▶ **Short problem**: Word for word, transcribe the lines below and drop the pictures.
+---+
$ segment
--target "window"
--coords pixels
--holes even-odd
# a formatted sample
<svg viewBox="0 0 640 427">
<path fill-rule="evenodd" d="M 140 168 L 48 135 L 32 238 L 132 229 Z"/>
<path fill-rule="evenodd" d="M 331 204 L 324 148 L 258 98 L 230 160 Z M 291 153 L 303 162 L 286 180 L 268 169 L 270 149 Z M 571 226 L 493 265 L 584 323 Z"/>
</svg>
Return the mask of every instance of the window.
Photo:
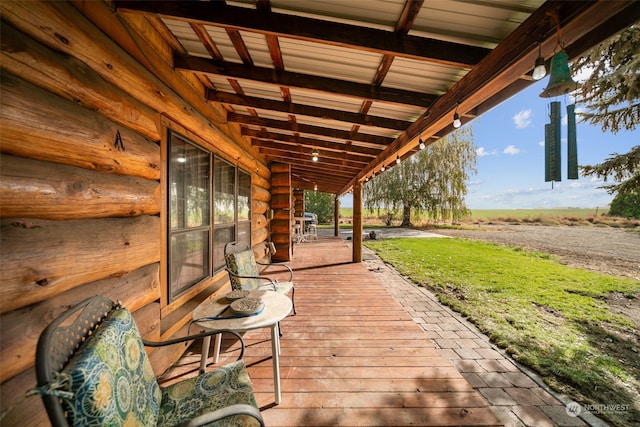
<svg viewBox="0 0 640 427">
<path fill-rule="evenodd" d="M 168 137 L 169 301 L 224 268 L 224 245 L 251 244 L 251 175 L 186 138 Z"/>
</svg>

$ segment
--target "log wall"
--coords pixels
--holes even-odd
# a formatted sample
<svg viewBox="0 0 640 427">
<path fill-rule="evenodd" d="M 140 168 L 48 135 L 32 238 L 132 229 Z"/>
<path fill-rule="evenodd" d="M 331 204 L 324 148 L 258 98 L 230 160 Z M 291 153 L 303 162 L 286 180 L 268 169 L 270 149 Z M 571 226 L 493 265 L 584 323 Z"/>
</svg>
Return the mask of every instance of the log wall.
<svg viewBox="0 0 640 427">
<path fill-rule="evenodd" d="M 225 291 L 167 304 L 160 140 L 170 117 L 252 174 L 254 251 L 269 240 L 271 171 L 202 82 L 176 73 L 152 22 L 103 2 L 0 2 L 0 420 L 41 426 L 42 329 L 96 294 L 131 309 L 147 339 L 186 334 L 191 311 Z M 145 34 L 137 38 L 136 31 Z M 156 374 L 185 350 L 150 352 Z"/>
</svg>

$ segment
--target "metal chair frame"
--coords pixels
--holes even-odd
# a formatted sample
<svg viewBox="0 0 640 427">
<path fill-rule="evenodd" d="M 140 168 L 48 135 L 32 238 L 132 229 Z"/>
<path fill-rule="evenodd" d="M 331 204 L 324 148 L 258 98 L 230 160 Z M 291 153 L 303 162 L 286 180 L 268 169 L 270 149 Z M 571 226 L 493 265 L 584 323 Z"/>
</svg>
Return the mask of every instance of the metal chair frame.
<svg viewBox="0 0 640 427">
<path fill-rule="evenodd" d="M 241 241 L 236 241 L 236 242 L 229 242 L 226 245 L 224 245 L 224 256 L 226 258 L 227 254 L 237 254 L 240 252 L 244 252 L 244 251 L 250 251 L 252 250 L 251 247 L 249 246 L 248 243 L 246 242 L 241 242 Z M 269 253 L 270 255 L 273 255 L 275 253 L 275 246 L 273 245 L 273 243 L 269 244 Z M 296 314 L 298 314 L 296 312 L 296 302 L 295 302 L 295 294 L 296 294 L 296 288 L 295 286 L 293 286 L 293 270 L 291 269 L 291 267 L 285 263 L 280 263 L 280 262 L 271 262 L 271 263 L 262 263 L 262 262 L 258 262 L 256 260 L 256 264 L 257 265 L 262 265 L 262 266 L 266 266 L 267 268 L 269 267 L 284 267 L 287 272 L 289 273 L 289 279 L 286 280 L 286 282 L 291 282 L 292 286 L 291 286 L 291 303 L 293 305 L 293 315 L 295 316 Z M 278 290 L 278 281 L 275 279 L 272 279 L 268 276 L 240 276 L 239 274 L 236 274 L 234 271 L 231 271 L 228 267 L 226 268 L 227 272 L 229 273 L 230 276 L 233 277 L 237 277 L 239 279 L 259 279 L 259 280 L 263 280 L 265 285 L 269 285 L 271 288 L 273 288 L 274 291 Z"/>
<path fill-rule="evenodd" d="M 95 296 L 75 305 L 71 309 L 56 318 L 49 324 L 38 339 L 36 348 L 36 378 L 38 387 L 46 386 L 54 380 L 57 372 L 60 372 L 72 360 L 80 347 L 90 339 L 91 335 L 100 327 L 100 324 L 107 315 L 116 308 L 117 305 L 110 299 L 103 296 Z M 178 344 L 219 333 L 229 333 L 234 335 L 241 343 L 240 356 L 244 355 L 244 341 L 240 334 L 229 330 L 215 330 L 186 337 L 175 338 L 163 342 L 142 340 L 148 347 L 162 347 L 165 345 Z M 69 427 L 70 420 L 62 406 L 62 400 L 57 396 L 42 394 L 49 420 L 54 427 Z M 260 411 L 247 404 L 235 404 L 217 411 L 200 415 L 184 426 L 203 426 L 209 423 L 233 416 L 248 415 L 264 426 L 264 421 Z"/>
</svg>

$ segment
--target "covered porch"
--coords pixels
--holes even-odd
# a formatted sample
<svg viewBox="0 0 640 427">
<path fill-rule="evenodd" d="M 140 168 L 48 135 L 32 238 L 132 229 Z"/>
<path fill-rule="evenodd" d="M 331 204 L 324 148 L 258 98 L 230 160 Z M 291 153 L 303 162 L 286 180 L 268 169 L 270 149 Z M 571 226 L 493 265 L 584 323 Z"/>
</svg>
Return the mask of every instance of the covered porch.
<svg viewBox="0 0 640 427">
<path fill-rule="evenodd" d="M 295 246 L 298 314 L 281 322 L 279 405 L 269 330 L 245 334 L 244 360 L 266 424 L 502 425 L 377 273 L 351 256 L 351 243 L 336 237 Z M 220 363 L 237 349 L 223 346 Z M 197 372 L 193 350 L 166 381 Z"/>
</svg>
+---+
▶ **Correct result**:
$ segment
--target "window"
--coords pixels
--holes even-odd
# a formatted sample
<svg viewBox="0 0 640 427">
<path fill-rule="evenodd" d="M 140 168 L 48 135 L 32 238 L 132 229 Z"/>
<path fill-rule="evenodd" d="M 331 204 L 324 148 L 258 98 L 230 160 Z M 291 153 L 303 162 L 286 180 L 268 169 L 270 149 Z M 571 226 L 493 265 L 584 323 Z"/>
</svg>
Return the mask of every instance of the window.
Photo:
<svg viewBox="0 0 640 427">
<path fill-rule="evenodd" d="M 168 137 L 169 301 L 224 268 L 224 245 L 251 244 L 251 175 L 186 138 Z"/>
</svg>

$ segment
--target "log wall"
--coords pixels
--holes even-odd
# a formatted sample
<svg viewBox="0 0 640 427">
<path fill-rule="evenodd" d="M 140 168 L 48 135 L 32 238 L 132 229 Z"/>
<path fill-rule="evenodd" d="M 331 204 L 324 148 L 258 98 L 230 160 Z M 291 153 L 303 162 L 286 180 L 268 169 L 270 149 Z M 571 226 L 493 265 L 584 323 Z"/>
</svg>
Return the mask of every instance of the log wall.
<svg viewBox="0 0 640 427">
<path fill-rule="evenodd" d="M 225 291 L 167 304 L 160 140 L 170 117 L 252 174 L 254 251 L 269 240 L 271 171 L 202 82 L 176 73 L 152 22 L 103 2 L 0 2 L 0 420 L 41 426 L 42 329 L 96 294 L 131 309 L 147 339 L 186 334 L 191 311 Z M 145 34 L 137 38 L 136 31 Z M 156 374 L 185 350 L 150 352 Z"/>
</svg>

$ segment
--target "metal chair frame"
--coords pixels
--holes even-odd
# a formatted sample
<svg viewBox="0 0 640 427">
<path fill-rule="evenodd" d="M 140 168 L 48 135 L 32 238 L 132 229 Z"/>
<path fill-rule="evenodd" d="M 331 204 L 324 148 L 258 98 L 230 160 Z M 291 153 L 303 162 L 286 180 L 268 169 L 270 149 Z M 571 226 L 493 265 L 584 323 Z"/>
</svg>
Return the mask of every instance of the metal chair frame.
<svg viewBox="0 0 640 427">
<path fill-rule="evenodd" d="M 241 241 L 236 241 L 236 242 L 229 242 L 226 245 L 224 245 L 224 256 L 226 258 L 227 254 L 237 254 L 240 252 L 244 252 L 244 251 L 250 251 L 252 250 L 251 247 L 249 246 L 248 243 L 246 242 L 241 242 Z M 269 253 L 270 255 L 273 255 L 275 253 L 275 246 L 273 245 L 273 243 L 269 244 Z M 296 314 L 298 314 L 296 312 L 296 302 L 295 302 L 295 294 L 296 294 L 296 288 L 295 286 L 293 286 L 293 270 L 291 269 L 291 267 L 285 263 L 280 263 L 280 262 L 271 262 L 271 263 L 262 263 L 262 262 L 258 262 L 256 260 L 256 264 L 257 265 L 262 265 L 262 266 L 266 266 L 267 268 L 269 267 L 284 267 L 287 272 L 289 273 L 289 279 L 286 280 L 286 282 L 291 282 L 292 286 L 291 286 L 291 303 L 293 305 L 293 315 L 295 316 Z M 278 290 L 278 281 L 275 279 L 272 279 L 268 276 L 240 276 L 239 274 L 236 274 L 234 271 L 231 271 L 228 267 L 226 268 L 227 272 L 229 273 L 230 276 L 233 277 L 237 277 L 239 279 L 259 279 L 259 280 L 263 280 L 265 285 L 269 285 L 271 288 L 273 288 L 274 291 Z"/>
<path fill-rule="evenodd" d="M 95 296 L 75 305 L 71 309 L 56 318 L 49 324 L 38 339 L 36 348 L 36 378 L 38 387 L 46 386 L 54 380 L 57 372 L 60 372 L 72 360 L 80 347 L 90 339 L 91 335 L 100 327 L 100 324 L 107 315 L 116 308 L 117 305 L 110 299 L 103 296 Z M 178 344 L 219 333 L 229 333 L 234 335 L 241 343 L 240 356 L 244 355 L 244 341 L 240 334 L 229 330 L 215 330 L 186 337 L 175 338 L 163 342 L 142 340 L 148 347 L 162 347 L 165 345 Z M 69 427 L 70 420 L 62 406 L 62 400 L 57 396 L 42 394 L 49 420 L 54 427 Z M 260 411 L 247 404 L 235 404 L 217 411 L 200 415 L 184 426 L 203 426 L 209 423 L 233 416 L 248 415 L 264 426 L 264 421 Z"/>
</svg>

$ segment
--target "covered porch"
--coords pixels
--holes even-odd
# a formatted sample
<svg viewBox="0 0 640 427">
<path fill-rule="evenodd" d="M 140 168 L 48 135 L 32 238 L 132 229 Z"/>
<path fill-rule="evenodd" d="M 331 204 L 324 148 L 258 98 L 230 160 Z M 291 153 L 303 162 L 286 180 L 268 169 L 270 149 Z M 571 226 L 493 265 L 584 323 Z"/>
</svg>
Return the mask of every instance of the covered porch.
<svg viewBox="0 0 640 427">
<path fill-rule="evenodd" d="M 295 246 L 298 314 L 281 322 L 279 405 L 269 330 L 245 334 L 244 360 L 266 424 L 502 425 L 377 273 L 351 256 L 351 243 L 336 237 Z M 220 363 L 237 349 L 223 346 Z M 197 372 L 193 350 L 166 381 Z"/>
</svg>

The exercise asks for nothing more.